### Written instruction
Rewrite the records starting with the line containing "outline sun glare on horizon, every instance" and going on through the line containing "M 272 263 L", changing "every instance" to "all instances" and keeping everything else as it is. Leave the pictures out of your answer.
**********
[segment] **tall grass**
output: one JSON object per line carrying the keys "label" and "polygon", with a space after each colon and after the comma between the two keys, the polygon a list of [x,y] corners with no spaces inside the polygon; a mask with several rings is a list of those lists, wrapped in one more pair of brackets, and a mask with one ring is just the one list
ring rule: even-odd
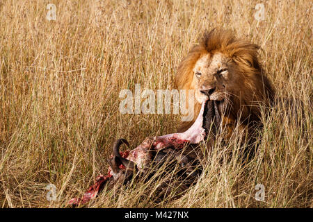
{"label": "tall grass", "polygon": [[[49,3],[56,21],[46,19]],[[172,87],[188,49],[205,29],[220,27],[262,46],[278,96],[300,99],[304,114],[278,107],[264,117],[247,164],[236,138],[217,143],[196,185],[178,198],[155,201],[158,182],[139,182],[88,206],[312,207],[312,8],[305,0],[0,1],[0,206],[65,207],[106,172],[115,139],[134,148],[175,132],[178,115],[120,114],[119,92],[136,83]],[[47,200],[48,184],[56,187],[55,201]],[[255,199],[257,184],[264,201]]]}

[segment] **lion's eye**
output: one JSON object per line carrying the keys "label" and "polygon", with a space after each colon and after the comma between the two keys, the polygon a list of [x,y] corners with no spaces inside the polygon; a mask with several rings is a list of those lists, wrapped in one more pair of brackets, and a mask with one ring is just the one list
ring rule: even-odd
{"label": "lion's eye", "polygon": [[199,72],[199,71],[197,71],[197,72],[195,73],[195,76],[197,76],[198,78],[200,78],[200,76],[201,76],[201,73]]}
{"label": "lion's eye", "polygon": [[218,74],[223,74],[223,73],[225,73],[225,71],[227,71],[227,69],[221,69],[218,70],[218,71],[217,71],[217,73],[218,73]]}

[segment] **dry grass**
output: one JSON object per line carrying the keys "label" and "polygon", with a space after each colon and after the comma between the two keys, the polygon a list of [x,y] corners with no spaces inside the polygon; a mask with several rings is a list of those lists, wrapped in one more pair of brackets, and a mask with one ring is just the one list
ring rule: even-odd
{"label": "dry grass", "polygon": [[[261,2],[266,20],[258,23]],[[313,205],[312,2],[56,0],[56,21],[45,18],[49,3],[0,1],[1,207],[65,207],[106,171],[115,139],[134,147],[175,132],[177,115],[121,114],[118,93],[136,83],[172,87],[181,59],[214,27],[260,44],[278,96],[301,98],[304,114],[273,110],[248,164],[236,155],[221,162],[239,146],[218,144],[196,185],[178,199],[156,203],[157,183],[139,182],[121,194],[104,192],[89,207]],[[58,200],[46,199],[49,183]],[[257,183],[264,202],[255,200]]]}

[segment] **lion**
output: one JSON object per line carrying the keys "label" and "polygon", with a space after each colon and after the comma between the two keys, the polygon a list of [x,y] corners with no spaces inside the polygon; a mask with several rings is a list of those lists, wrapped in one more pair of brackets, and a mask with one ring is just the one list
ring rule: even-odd
{"label": "lion", "polygon": [[236,38],[230,31],[204,33],[200,44],[183,58],[175,76],[177,87],[194,89],[195,99],[195,118],[182,122],[180,130],[194,122],[201,104],[208,99],[218,104],[225,141],[236,126],[247,130],[246,135],[262,126],[262,108],[271,105],[275,92],[258,60],[259,49]]}

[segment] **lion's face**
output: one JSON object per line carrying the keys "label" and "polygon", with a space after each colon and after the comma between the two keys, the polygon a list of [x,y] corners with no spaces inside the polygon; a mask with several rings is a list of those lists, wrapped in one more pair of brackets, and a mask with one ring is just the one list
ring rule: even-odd
{"label": "lion's face", "polygon": [[271,103],[274,91],[258,61],[259,49],[232,32],[213,30],[182,60],[176,85],[195,90],[197,111],[209,99],[234,121],[259,121],[260,108]]}
{"label": "lion's face", "polygon": [[234,94],[238,75],[232,60],[221,53],[202,56],[193,69],[193,85],[199,103],[207,99],[224,101]]}

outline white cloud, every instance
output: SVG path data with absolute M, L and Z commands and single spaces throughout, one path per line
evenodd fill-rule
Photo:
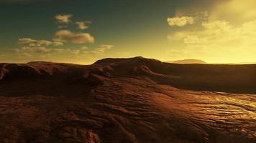
M 68 30 L 60 30 L 55 34 L 55 41 L 74 44 L 93 43 L 94 37 L 88 33 L 73 33 Z
M 31 38 L 19 39 L 19 44 L 27 45 L 29 46 L 63 46 L 63 43 L 61 41 L 51 41 L 48 40 L 35 40 Z
M 91 21 L 77 21 L 76 24 L 78 26 L 78 29 L 83 30 L 88 29 L 88 24 L 91 23 Z
M 63 49 L 51 49 L 46 48 L 44 46 L 40 47 L 22 47 L 19 49 L 15 49 L 14 51 L 16 53 L 27 53 L 27 54 L 49 54 L 49 53 L 60 53 L 63 51 Z
M 191 16 L 172 17 L 168 18 L 167 21 L 170 26 L 184 26 L 188 24 L 193 24 L 195 18 Z
M 101 54 L 101 53 L 104 53 L 106 50 L 112 49 L 113 47 L 114 47 L 113 45 L 101 45 L 95 50 L 93 50 L 93 52 Z
M 70 21 L 72 16 L 71 14 L 58 14 L 55 16 L 55 19 L 60 24 L 68 24 Z

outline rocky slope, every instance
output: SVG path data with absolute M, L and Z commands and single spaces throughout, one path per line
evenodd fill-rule
M 0 64 L 0 142 L 255 142 L 256 66 Z

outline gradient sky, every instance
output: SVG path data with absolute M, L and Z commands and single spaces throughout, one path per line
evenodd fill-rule
M 255 0 L 0 0 L 0 62 L 256 61 Z

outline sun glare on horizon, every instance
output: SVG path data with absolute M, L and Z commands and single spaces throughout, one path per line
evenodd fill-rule
M 3 0 L 0 62 L 91 64 L 142 56 L 253 63 L 255 5 L 254 0 Z

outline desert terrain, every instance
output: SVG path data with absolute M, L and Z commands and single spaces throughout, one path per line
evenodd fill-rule
M 256 64 L 0 64 L 0 142 L 256 142 Z

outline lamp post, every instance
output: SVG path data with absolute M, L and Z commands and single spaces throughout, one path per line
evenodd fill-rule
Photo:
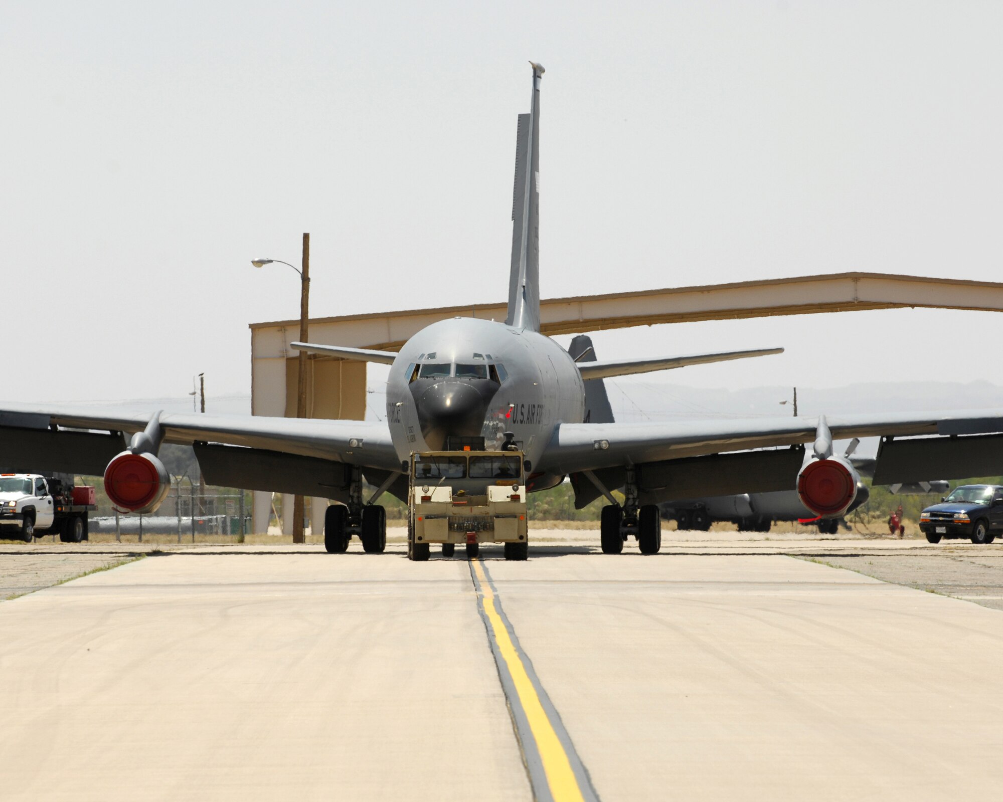
M 272 263 L 288 265 L 300 274 L 300 342 L 309 342 L 307 323 L 310 318 L 310 235 L 303 235 L 302 270 L 288 262 L 283 262 L 281 259 L 255 259 L 251 262 L 256 268 L 263 268 Z M 307 416 L 307 355 L 305 351 L 300 351 L 299 374 L 296 389 L 296 417 L 305 418 Z M 303 496 L 297 495 L 293 500 L 293 542 L 302 543 L 305 541 L 306 538 L 303 536 Z

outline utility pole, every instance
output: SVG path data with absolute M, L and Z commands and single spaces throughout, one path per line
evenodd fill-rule
M 303 272 L 300 274 L 300 342 L 310 342 L 307 326 L 310 320 L 310 235 L 303 235 Z M 307 352 L 300 351 L 299 385 L 296 392 L 296 417 L 307 416 Z M 303 534 L 303 496 L 293 499 L 293 542 L 304 543 Z
M 206 414 L 206 374 L 199 374 L 199 398 L 202 402 L 202 414 Z M 195 514 L 193 510 L 192 514 Z M 199 466 L 199 514 L 206 514 L 206 480 L 202 477 L 202 465 Z

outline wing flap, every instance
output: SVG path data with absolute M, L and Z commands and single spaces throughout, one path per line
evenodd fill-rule
M 340 345 L 319 345 L 317 343 L 290 343 L 294 351 L 306 351 L 308 354 L 324 354 L 339 359 L 354 359 L 359 362 L 378 362 L 380 365 L 392 365 L 397 355 L 392 351 L 373 351 L 368 348 L 348 348 Z
M 942 427 L 975 429 L 984 434 L 1003 432 L 1003 409 L 828 415 L 826 419 L 834 439 L 936 435 Z M 567 474 L 720 451 L 800 445 L 815 439 L 817 423 L 817 418 L 803 416 L 675 423 L 566 423 L 555 432 L 539 470 Z M 1000 460 L 1000 469 L 987 471 L 986 475 L 1003 473 L 1003 450 Z M 928 466 L 921 473 L 921 478 L 941 475 Z
M 209 484 L 348 501 L 352 467 L 344 462 L 215 443 L 196 443 L 195 455 Z
M 47 427 L 128 433 L 142 431 L 151 414 L 118 411 L 108 413 L 92 407 L 37 408 L 26 405 L 6 405 L 0 413 L 6 412 L 40 416 L 38 420 L 45 422 Z M 213 442 L 317 457 L 363 467 L 394 471 L 400 469 L 397 452 L 390 439 L 390 430 L 382 421 L 162 413 L 159 423 L 165 443 L 192 445 L 196 442 Z M 69 443 L 69 440 L 65 442 Z M 4 461 L 7 461 L 6 458 Z M 97 472 L 102 471 L 103 467 Z
M 878 448 L 874 483 L 905 484 L 928 481 L 931 476 L 998 476 L 1001 464 L 1003 434 L 884 440 Z
M 628 359 L 618 362 L 580 362 L 579 372 L 586 381 L 606 379 L 610 376 L 630 376 L 634 373 L 651 373 L 656 370 L 682 368 L 687 365 L 705 365 L 710 362 L 727 362 L 732 359 L 765 357 L 782 354 L 782 348 L 760 348 L 753 351 L 724 351 L 719 354 L 693 354 L 690 356 L 659 357 L 657 359 Z

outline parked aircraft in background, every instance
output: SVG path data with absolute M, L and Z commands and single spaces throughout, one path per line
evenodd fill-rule
M 873 476 L 876 462 L 873 457 L 851 457 L 850 461 L 861 476 Z M 951 489 L 947 480 L 893 484 L 889 487 L 895 495 L 946 495 Z M 871 490 L 863 481 L 858 483 L 857 498 L 847 508 L 847 513 L 865 504 Z M 843 518 L 817 518 L 797 495 L 796 490 L 776 490 L 771 493 L 736 493 L 733 495 L 665 501 L 661 504 L 662 517 L 675 520 L 680 529 L 706 531 L 714 521 L 734 523 L 740 531 L 768 532 L 777 521 L 814 523 L 822 534 L 835 534 Z M 845 513 L 846 514 L 846 513 Z
M 858 498 L 860 475 L 850 459 L 834 452 L 838 438 L 884 436 L 875 481 L 915 481 L 935 470 L 949 478 L 962 475 L 958 471 L 1003 473 L 1003 409 L 682 423 L 590 417 L 593 380 L 781 349 L 600 362 L 574 347 L 566 351 L 540 333 L 543 73 L 533 65 L 531 110 L 519 118 L 507 319 L 440 321 L 415 334 L 399 353 L 295 346 L 389 365 L 387 420 L 102 414 L 58 404 L 7 404 L 0 409 L 4 461 L 103 473 L 118 508 L 151 512 L 170 482 L 156 456 L 160 444 L 193 444 L 210 483 L 344 504 L 328 508 L 330 551 L 345 550 L 352 533 L 360 534 L 366 550 L 382 551 L 385 515 L 375 502 L 384 492 L 406 497 L 409 454 L 468 438 L 483 438 L 487 449 L 518 444 L 532 469 L 530 490 L 570 476 L 577 505 L 609 499 L 601 524 L 606 552 L 621 551 L 628 536 L 637 537 L 641 551 L 658 551 L 658 505 L 673 498 L 796 488 L 814 515 L 840 518 Z M 839 366 L 819 369 L 829 367 Z M 907 435 L 937 436 L 900 439 Z M 378 488 L 369 498 L 363 498 L 363 478 Z M 623 503 L 612 495 L 615 488 L 623 488 Z

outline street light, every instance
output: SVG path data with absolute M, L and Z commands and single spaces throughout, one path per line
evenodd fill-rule
M 278 263 L 287 265 L 300 274 L 300 342 L 309 342 L 307 336 L 307 323 L 310 319 L 310 235 L 303 235 L 303 270 L 281 259 L 254 259 L 251 264 L 256 268 L 263 268 L 266 265 Z M 299 356 L 299 383 L 296 392 L 296 417 L 305 418 L 307 416 L 307 354 L 300 351 Z M 316 523 L 315 523 L 316 526 Z M 306 538 L 303 536 L 303 496 L 297 495 L 293 501 L 293 542 L 302 543 Z

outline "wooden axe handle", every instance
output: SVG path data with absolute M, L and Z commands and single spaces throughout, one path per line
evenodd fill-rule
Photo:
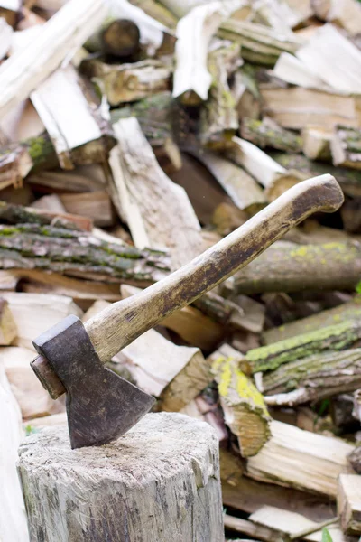
M 303 181 L 178 271 L 113 304 L 85 323 L 101 361 L 249 264 L 310 214 L 333 212 L 343 201 L 332 175 Z

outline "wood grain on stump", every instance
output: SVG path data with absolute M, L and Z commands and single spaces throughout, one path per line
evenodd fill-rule
M 117 441 L 71 450 L 65 427 L 24 441 L 19 473 L 33 542 L 224 540 L 214 430 L 150 414 Z

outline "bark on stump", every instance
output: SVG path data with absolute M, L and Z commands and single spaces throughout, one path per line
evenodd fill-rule
M 150 414 L 117 441 L 71 450 L 64 427 L 19 450 L 32 542 L 219 542 L 218 441 L 208 425 Z

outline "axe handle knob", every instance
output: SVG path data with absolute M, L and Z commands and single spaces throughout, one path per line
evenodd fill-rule
M 332 175 L 303 181 L 180 269 L 104 309 L 85 324 L 100 360 L 106 362 L 163 318 L 217 286 L 312 213 L 334 212 L 343 201 Z

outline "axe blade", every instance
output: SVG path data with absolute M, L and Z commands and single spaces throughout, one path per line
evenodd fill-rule
M 68 316 L 34 341 L 67 392 L 72 448 L 104 444 L 126 433 L 154 398 L 104 367 L 80 320 Z

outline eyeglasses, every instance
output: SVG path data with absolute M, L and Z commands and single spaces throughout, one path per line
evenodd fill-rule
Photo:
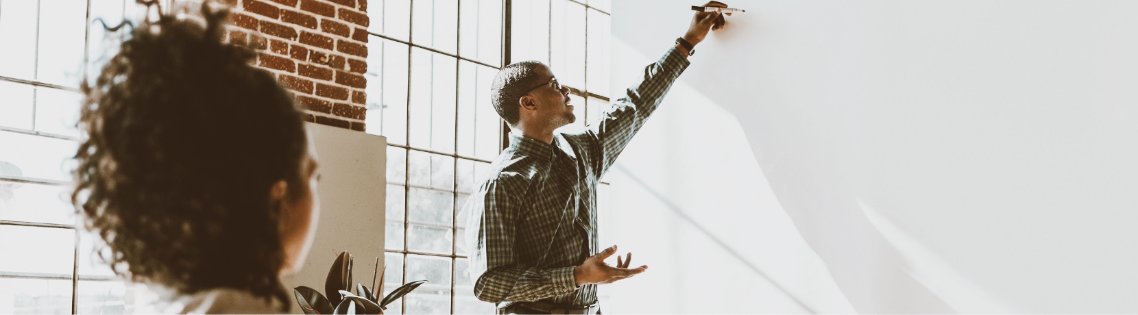
M 558 90 L 559 93 L 561 92 L 561 83 L 558 83 L 558 78 L 554 77 L 553 80 L 550 80 L 550 82 L 545 82 L 545 83 L 542 83 L 542 85 L 537 85 L 537 86 L 530 88 L 529 90 L 526 90 L 526 93 L 529 93 L 530 91 L 534 91 L 537 88 L 542 88 L 542 86 L 550 85 L 550 84 L 553 84 L 553 89 Z

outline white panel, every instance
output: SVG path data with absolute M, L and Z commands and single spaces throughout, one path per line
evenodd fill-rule
M 384 265 L 384 198 L 387 141 L 358 131 L 306 124 L 320 163 L 320 222 L 300 272 L 283 276 L 289 290 L 305 285 L 323 292 L 335 252 L 355 257 L 354 283 L 372 287 L 376 257 Z M 353 287 L 354 288 L 354 287 Z M 355 292 L 355 290 L 353 290 Z M 294 300 L 295 302 L 295 300 Z M 298 307 L 292 313 L 303 314 Z
M 615 1 L 615 55 L 659 56 L 690 5 Z M 731 5 L 677 86 L 747 141 L 655 152 L 748 144 L 858 312 L 1138 312 L 1138 2 Z

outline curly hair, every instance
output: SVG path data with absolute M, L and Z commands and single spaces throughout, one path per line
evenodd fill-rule
M 84 80 L 72 202 L 116 274 L 179 293 L 246 290 L 288 310 L 270 191 L 305 186 L 304 123 L 253 51 L 222 41 L 228 10 L 201 15 L 143 23 Z
M 528 92 L 526 89 L 541 83 L 538 81 L 542 78 L 534 73 L 537 65 L 543 64 L 536 60 L 518 61 L 503 67 L 494 75 L 494 81 L 490 83 L 490 102 L 494 103 L 494 110 L 498 116 L 510 125 L 517 125 L 520 119 L 518 99 Z

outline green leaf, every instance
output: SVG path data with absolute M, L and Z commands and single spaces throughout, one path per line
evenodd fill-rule
M 407 284 L 403 284 L 403 287 L 391 290 L 391 293 L 387 295 L 387 297 L 384 298 L 384 301 L 380 302 L 379 306 L 387 306 L 388 304 L 402 298 L 403 296 L 411 293 L 411 291 L 414 291 L 415 288 L 419 288 L 419 285 L 422 285 L 423 283 L 427 283 L 427 280 L 420 280 Z
M 328 271 L 328 279 L 324 281 L 324 295 L 328 295 L 328 301 L 337 307 L 343 300 L 337 291 L 352 290 L 352 260 L 351 252 L 347 250 L 340 252 Z
M 356 295 L 370 301 L 376 301 L 376 296 L 372 296 L 371 290 L 368 287 L 363 287 L 363 283 L 356 283 Z
M 292 289 L 296 302 L 300 305 L 304 314 L 328 315 L 332 314 L 332 304 L 323 295 L 308 287 L 296 287 Z

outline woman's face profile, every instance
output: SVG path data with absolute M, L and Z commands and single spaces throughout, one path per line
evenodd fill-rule
M 281 246 L 284 248 L 284 264 L 281 274 L 290 274 L 300 270 L 308 248 L 316 235 L 316 222 L 320 217 L 320 196 L 316 184 L 320 182 L 319 163 L 315 146 L 308 135 L 308 152 L 300 166 L 300 179 L 304 186 L 288 189 L 284 181 L 273 186 L 273 197 L 281 198 Z M 286 194 L 296 196 L 286 196 Z

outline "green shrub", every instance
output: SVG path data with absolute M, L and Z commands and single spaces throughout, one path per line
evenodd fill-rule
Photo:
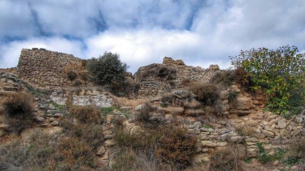
M 219 86 L 211 83 L 194 82 L 189 88 L 189 90 L 206 105 L 215 105 L 220 98 Z
M 106 52 L 97 59 L 88 60 L 87 69 L 93 81 L 98 85 L 121 83 L 129 66 L 119 57 L 117 54 Z
M 68 78 L 69 78 L 69 79 L 70 79 L 71 81 L 73 81 L 74 79 L 75 79 L 75 78 L 76 78 L 76 77 L 77 77 L 77 74 L 76 73 L 76 72 L 73 71 L 69 71 L 67 73 L 67 77 L 68 77 Z
M 160 161 L 179 168 L 191 164 L 197 143 L 196 137 L 172 126 L 164 130 L 163 136 L 158 142 L 156 155 Z
M 289 109 L 292 95 L 301 94 L 304 99 L 305 54 L 298 52 L 297 48 L 289 46 L 276 50 L 262 48 L 241 51 L 230 58 L 232 65 L 245 71 L 243 80 L 251 78 L 252 90 L 265 90 L 267 107 L 279 114 Z
M 96 106 L 74 106 L 70 109 L 70 114 L 84 123 L 102 123 L 101 113 Z
M 13 93 L 3 102 L 5 120 L 13 131 L 19 133 L 31 126 L 35 119 L 34 104 L 30 94 Z
M 238 93 L 234 90 L 231 90 L 229 92 L 228 97 L 229 104 L 234 109 L 236 109 L 237 107 L 237 96 L 238 96 Z

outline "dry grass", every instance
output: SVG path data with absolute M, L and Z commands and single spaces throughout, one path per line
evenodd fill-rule
M 189 91 L 196 95 L 205 105 L 214 105 L 220 98 L 219 87 L 208 82 L 194 82 L 189 88 Z
M 235 74 L 233 70 L 220 70 L 213 75 L 210 82 L 227 88 L 232 86 L 234 81 L 234 77 Z
M 180 107 L 159 107 L 158 110 L 174 115 L 181 115 L 185 111 L 184 108 Z
M 229 145 L 227 148 L 218 150 L 210 157 L 211 171 L 244 170 L 241 159 L 245 158 L 246 148 L 237 145 Z
M 70 80 L 74 80 L 77 77 L 77 73 L 73 71 L 69 71 L 67 72 L 67 77 Z
M 31 126 L 35 118 L 33 99 L 32 95 L 20 92 L 12 93 L 5 99 L 5 121 L 10 130 L 19 133 Z
M 148 101 L 146 99 L 128 99 L 126 98 L 118 97 L 114 96 L 111 96 L 111 98 L 114 101 L 114 106 L 120 107 L 131 106 L 133 109 L 134 109 L 137 106 Z
M 185 168 L 191 164 L 197 142 L 197 138 L 186 130 L 170 126 L 164 130 L 163 136 L 158 141 L 156 155 L 163 162 Z
M 252 137 L 255 134 L 254 130 L 252 127 L 246 125 L 239 126 L 236 128 L 235 131 L 236 133 L 240 136 L 249 136 Z
M 157 111 L 158 109 L 151 105 L 150 103 L 146 102 L 142 105 L 142 108 L 136 113 L 136 118 L 140 122 L 149 122 L 151 113 Z
M 103 123 L 101 112 L 96 106 L 74 106 L 70 111 L 70 114 L 79 121 L 85 123 Z

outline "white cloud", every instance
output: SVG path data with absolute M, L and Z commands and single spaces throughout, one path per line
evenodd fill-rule
M 3 0 L 0 67 L 16 66 L 22 48 L 40 46 L 85 58 L 116 52 L 133 72 L 164 56 L 225 68 L 241 49 L 290 45 L 305 52 L 304 16 L 302 0 Z
M 14 41 L 0 47 L 0 68 L 15 67 L 22 48 L 45 48 L 49 50 L 83 56 L 82 44 L 59 37 L 32 38 L 27 40 Z

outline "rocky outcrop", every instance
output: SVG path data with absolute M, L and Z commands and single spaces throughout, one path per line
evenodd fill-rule
M 69 91 L 62 92 L 55 91 L 50 96 L 52 100 L 61 105 L 66 105 L 66 102 L 70 94 Z M 74 105 L 87 106 L 95 105 L 101 107 L 110 107 L 113 103 L 113 99 L 108 95 L 98 91 L 83 90 L 71 94 L 72 103 Z

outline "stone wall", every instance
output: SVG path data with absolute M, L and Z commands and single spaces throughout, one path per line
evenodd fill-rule
M 0 68 L 0 73 L 12 73 L 14 74 L 17 74 L 17 67 L 9 68 Z
M 33 86 L 51 89 L 73 86 L 81 74 L 86 73 L 82 60 L 72 55 L 46 50 L 23 49 L 17 66 L 19 78 Z M 67 72 L 73 71 L 77 78 L 70 80 Z M 85 81 L 82 81 L 86 83 Z
M 217 65 L 208 69 L 186 65 L 181 60 L 174 60 L 164 57 L 162 64 L 152 64 L 141 67 L 134 75 L 134 80 L 140 83 L 138 96 L 152 97 L 181 89 L 181 83 L 186 78 L 196 81 L 208 81 L 218 70 Z

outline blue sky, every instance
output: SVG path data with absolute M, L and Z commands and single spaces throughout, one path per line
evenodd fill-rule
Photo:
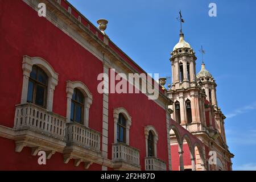
M 179 40 L 181 9 L 185 40 L 216 80 L 218 106 L 227 116 L 226 134 L 234 170 L 256 170 L 256 1 L 69 0 L 97 26 L 109 20 L 111 40 L 148 73 L 171 75 L 170 53 Z M 217 17 L 208 15 L 210 2 Z

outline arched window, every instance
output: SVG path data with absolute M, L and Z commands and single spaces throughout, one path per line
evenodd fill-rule
M 146 156 L 156 158 L 158 134 L 152 125 L 147 126 L 144 130 L 146 139 Z
M 84 122 L 84 97 L 82 92 L 75 88 L 71 100 L 71 121 L 82 123 Z
M 209 99 L 210 100 L 209 101 L 210 104 L 212 104 L 212 90 L 209 89 Z
M 126 130 L 126 119 L 122 113 L 119 113 L 117 130 L 117 140 L 118 143 L 125 143 Z
M 34 65 L 30 72 L 27 101 L 46 107 L 48 76 L 40 67 Z
M 176 122 L 180 124 L 180 102 L 176 101 L 175 104 L 175 120 Z
M 154 145 L 154 134 L 151 131 L 150 131 L 147 139 L 147 154 L 149 157 L 155 156 Z
M 179 70 L 180 70 L 180 81 L 181 82 L 184 80 L 183 64 L 182 63 L 180 63 Z
M 187 63 L 187 73 L 188 80 L 190 81 L 189 63 Z
M 188 119 L 188 124 L 192 123 L 192 112 L 191 112 L 191 104 L 190 101 L 187 100 L 186 101 L 186 111 L 187 111 L 187 118 Z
**********
### Exercise response
outline sun glare on horizon, all instances
output: SVG path data with absolute M, L and Z commands and single spaces throughout, one path per line
evenodd fill-rule
M 3 0 L 0 62 L 91 64 L 142 56 L 253 63 L 255 5 L 254 0 Z

outline desert terrain, all instances
output: SVG path data with absolute M, L and Z commands and single spaces throughout, one path per line
evenodd fill-rule
M 256 64 L 0 64 L 0 142 L 256 142 Z

outline lamp post, all instances
output: SVG path data with absolute M, L and Z commands and single spaces throughout, one path per line
evenodd fill-rule
Photo:
M 272 263 L 288 265 L 300 274 L 300 342 L 309 342 L 307 323 L 310 318 L 310 235 L 303 235 L 302 270 L 288 262 L 283 262 L 281 259 L 255 259 L 251 262 L 256 268 L 263 268 Z M 307 416 L 307 355 L 305 351 L 300 351 L 299 374 L 296 389 L 296 417 L 305 418 Z M 303 496 L 297 495 L 293 500 L 293 542 L 302 543 L 305 541 L 306 538 L 303 536 Z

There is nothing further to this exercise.